[[ Selected extract, beginning ]]

White matter biomarkers from fast protocols using axially symmetric diffusion kurtosis imaging

Abstract

White matter tract integrity (WMTI) can characterize brain microstructure in areas with highly aligned fiber bundles. Several WMTI biomarkers have now been validated against microscopy and provided promising results in studies of brain development and aging, as well as in a number of brain disorders. Currently, WMTI is mostly used in dedicated animal studies and clinical studies of slowly progressing diseases, and has not yet emerged as a routine clinical tool. To this end, a less data intensive experimental method would be beneficial by enabling high resolution validation studies, and ease clinical applications by speeding up data acquisition compared with typical diffusion kurtosis imaging (DKI) protocols utilized as part of WMTI imaging. Here, we evaluate WMTI based on recently introduced axially symmetric DKI, which has lower data demand than conventional DKI. We compare WMTI parameters derived from conventional DKI with those calculated analytically from axially symmetric DKI. We employ numerical simulations, as well as data from fixed rat spinal cord (one sample) and in vivo human (three subjects) and rat brain (four animals). Our analysis shows that analytical WMTI based on axially symmetric DKI with sparse data sets (19 images) produces WMTI metrics that correlate strongly with estimates based on traditional DKI data sets (60 images or more). We demonstrate the preclinical potential of the proposed WMTI technique in in vivo rat brain (300 μm isotropic resolution with whole brain coverage in a 1 h acquisition). WMTI parameter estimates are subject to a duality leading to two solution branches dependent on a sign choice, which is currently debated. Results from both of these branches are presented and discussed throughout our analysis. The proposed fast WMTI approach may be useful for preclinical research and e.g. clinical evaluation of patients with traumatic white matter injuries or symptoms of neurovascular or neuroinflammatory disorders.

[[ Selected extract, end ]]

### Problems and tasks:
[A] Answer these questions about the abstract on white matter biomarkers:
(i) How many images make up the sparse data sets used with axially symmetric DKI?
(ii) What resolution was achieved in the in vivo rat brain?
(iii) What do WMTI parameter estimates depend on that produces two solution branches?
[B] Proceed with the abstract on white matter biomarkers, starting after its final sentence.
These data come from a separate source that has no connection to the abstract.

[[ Excerpted data, beginning ]]

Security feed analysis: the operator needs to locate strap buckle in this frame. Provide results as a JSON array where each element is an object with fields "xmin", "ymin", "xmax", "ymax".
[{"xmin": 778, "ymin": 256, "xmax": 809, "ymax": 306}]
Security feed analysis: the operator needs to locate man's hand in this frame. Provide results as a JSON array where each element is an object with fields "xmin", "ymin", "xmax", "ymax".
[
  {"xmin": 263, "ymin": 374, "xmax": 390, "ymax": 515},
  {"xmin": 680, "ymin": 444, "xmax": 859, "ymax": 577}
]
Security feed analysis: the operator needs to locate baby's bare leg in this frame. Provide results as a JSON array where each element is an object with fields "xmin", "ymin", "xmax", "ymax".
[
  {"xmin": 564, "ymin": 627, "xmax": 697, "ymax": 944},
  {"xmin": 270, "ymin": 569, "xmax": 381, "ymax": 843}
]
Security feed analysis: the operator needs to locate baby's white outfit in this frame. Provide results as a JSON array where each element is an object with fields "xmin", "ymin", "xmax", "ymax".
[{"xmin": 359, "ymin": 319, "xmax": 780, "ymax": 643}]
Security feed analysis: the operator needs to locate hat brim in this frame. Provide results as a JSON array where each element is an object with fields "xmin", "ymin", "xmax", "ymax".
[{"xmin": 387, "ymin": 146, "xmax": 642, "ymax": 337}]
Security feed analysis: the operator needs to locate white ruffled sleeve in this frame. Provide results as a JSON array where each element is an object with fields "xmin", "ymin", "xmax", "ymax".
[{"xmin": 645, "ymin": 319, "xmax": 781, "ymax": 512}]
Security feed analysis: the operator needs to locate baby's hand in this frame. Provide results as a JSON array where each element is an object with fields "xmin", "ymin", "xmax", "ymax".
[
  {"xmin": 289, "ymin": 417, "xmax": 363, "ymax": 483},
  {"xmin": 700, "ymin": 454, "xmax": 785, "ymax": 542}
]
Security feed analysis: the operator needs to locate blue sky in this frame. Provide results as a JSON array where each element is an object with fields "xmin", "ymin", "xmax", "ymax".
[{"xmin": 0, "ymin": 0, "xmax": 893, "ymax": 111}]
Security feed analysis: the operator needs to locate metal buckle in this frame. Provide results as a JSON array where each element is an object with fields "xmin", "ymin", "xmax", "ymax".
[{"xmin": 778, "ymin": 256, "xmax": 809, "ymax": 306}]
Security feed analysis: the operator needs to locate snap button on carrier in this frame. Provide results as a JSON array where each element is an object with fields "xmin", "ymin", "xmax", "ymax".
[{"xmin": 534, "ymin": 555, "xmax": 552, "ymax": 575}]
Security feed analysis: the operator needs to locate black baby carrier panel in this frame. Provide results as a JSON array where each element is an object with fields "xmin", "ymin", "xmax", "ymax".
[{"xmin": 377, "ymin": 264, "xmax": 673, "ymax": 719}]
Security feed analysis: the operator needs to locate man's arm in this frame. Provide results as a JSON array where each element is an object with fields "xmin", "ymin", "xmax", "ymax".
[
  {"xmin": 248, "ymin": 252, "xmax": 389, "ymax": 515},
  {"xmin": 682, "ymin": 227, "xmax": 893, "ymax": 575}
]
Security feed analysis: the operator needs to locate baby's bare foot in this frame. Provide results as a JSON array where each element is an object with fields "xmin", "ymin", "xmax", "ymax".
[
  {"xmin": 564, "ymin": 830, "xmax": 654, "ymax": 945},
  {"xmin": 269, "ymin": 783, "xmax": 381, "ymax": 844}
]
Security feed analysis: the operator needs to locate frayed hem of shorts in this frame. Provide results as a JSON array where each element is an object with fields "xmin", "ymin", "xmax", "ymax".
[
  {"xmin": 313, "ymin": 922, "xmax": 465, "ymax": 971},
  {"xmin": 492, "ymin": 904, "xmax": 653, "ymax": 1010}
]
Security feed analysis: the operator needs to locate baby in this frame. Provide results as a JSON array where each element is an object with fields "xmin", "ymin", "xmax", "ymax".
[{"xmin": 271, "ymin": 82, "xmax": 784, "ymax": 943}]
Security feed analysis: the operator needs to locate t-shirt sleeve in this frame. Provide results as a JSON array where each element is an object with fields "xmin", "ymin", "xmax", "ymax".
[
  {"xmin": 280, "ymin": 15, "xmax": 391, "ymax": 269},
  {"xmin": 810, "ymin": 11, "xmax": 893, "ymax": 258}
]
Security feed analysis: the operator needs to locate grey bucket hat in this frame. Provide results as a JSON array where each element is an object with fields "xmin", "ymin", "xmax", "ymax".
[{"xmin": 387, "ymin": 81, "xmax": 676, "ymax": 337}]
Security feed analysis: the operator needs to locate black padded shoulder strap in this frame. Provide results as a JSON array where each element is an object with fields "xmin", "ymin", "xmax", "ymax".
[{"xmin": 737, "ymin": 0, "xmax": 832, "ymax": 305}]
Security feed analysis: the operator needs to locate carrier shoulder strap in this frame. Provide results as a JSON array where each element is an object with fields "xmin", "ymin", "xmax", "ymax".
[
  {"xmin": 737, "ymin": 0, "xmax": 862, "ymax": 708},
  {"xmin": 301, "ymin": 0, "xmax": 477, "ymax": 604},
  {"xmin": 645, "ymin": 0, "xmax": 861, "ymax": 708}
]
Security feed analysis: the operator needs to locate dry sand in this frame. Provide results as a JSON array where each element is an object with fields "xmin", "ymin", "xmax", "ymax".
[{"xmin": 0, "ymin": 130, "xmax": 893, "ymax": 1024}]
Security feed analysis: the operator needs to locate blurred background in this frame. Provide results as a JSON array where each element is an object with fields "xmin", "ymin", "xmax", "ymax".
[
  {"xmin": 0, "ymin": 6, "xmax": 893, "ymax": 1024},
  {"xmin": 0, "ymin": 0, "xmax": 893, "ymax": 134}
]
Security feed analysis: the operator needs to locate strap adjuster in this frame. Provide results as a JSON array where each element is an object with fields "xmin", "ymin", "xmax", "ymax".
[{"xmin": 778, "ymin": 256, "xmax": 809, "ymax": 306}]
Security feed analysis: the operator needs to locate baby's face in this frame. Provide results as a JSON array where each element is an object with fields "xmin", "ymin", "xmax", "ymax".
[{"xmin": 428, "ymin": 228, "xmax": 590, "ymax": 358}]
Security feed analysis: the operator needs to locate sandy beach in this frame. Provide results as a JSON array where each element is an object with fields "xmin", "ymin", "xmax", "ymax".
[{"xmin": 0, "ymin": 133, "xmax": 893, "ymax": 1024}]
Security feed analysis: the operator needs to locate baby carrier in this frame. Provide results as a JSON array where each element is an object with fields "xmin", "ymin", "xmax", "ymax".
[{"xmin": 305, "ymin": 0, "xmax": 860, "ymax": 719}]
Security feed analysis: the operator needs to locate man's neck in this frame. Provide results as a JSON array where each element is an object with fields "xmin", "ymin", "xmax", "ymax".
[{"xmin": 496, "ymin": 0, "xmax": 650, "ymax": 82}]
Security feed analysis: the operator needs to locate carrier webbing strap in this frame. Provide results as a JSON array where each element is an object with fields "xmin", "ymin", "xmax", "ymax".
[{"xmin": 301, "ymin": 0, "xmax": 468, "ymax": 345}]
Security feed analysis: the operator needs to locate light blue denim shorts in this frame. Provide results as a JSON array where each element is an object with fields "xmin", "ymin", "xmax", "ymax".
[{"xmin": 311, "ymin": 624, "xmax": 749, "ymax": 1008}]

[[ Excerpted data, end ]]

### Answers by item number:
[A]
(i) 19 images.
(ii) 300 μm isotropic resolution, with whole brain coverage in a 1 h acquisition.
(iii) A sign choice.

[B]
Keywords: MRI; WMTI; biophysics; diffusion; kurtosis; white matter.

Copyright © 2017 John Wiley & Sons, Ltd.

Figures

Fig. 1

Results from numerical simulations comparing performance of WMTI to aWMTI. Histograms show relative errors compared to ground truth values for each method. The red line marks zero error. Text inside each plot reports median relative error and mid-95% range for each method.

Fig. 2

Comparison of parameter estimates from WMTI and aWMTI in rat SC white matter.

Fig. 3

A) Mapping of the average intra-voxel fiber dispersion (in degrees) in the rat SC. The red outline shows the WM region analyzed throughout. B) Histogram of the average intra-voxel fiber dispersion mapped in panel A.

Fig. 4

Scatterplots comparing WMTI and aWMTI estimates in both branches in whole brain (4401 WM pixels) of one human subject. On average less than 9% of the data fall outside the shown ranges.

Fig. 5

Data example showing estimates of three faWMTI parameters (Branch 1) based on a 1-9-9 acquisition in live rat brain at an isotropic resolution of 300 μm. Axial and coronal slice planes are shown. The parameter values are overlaid on the b=0 images from the 1-9-9 data set.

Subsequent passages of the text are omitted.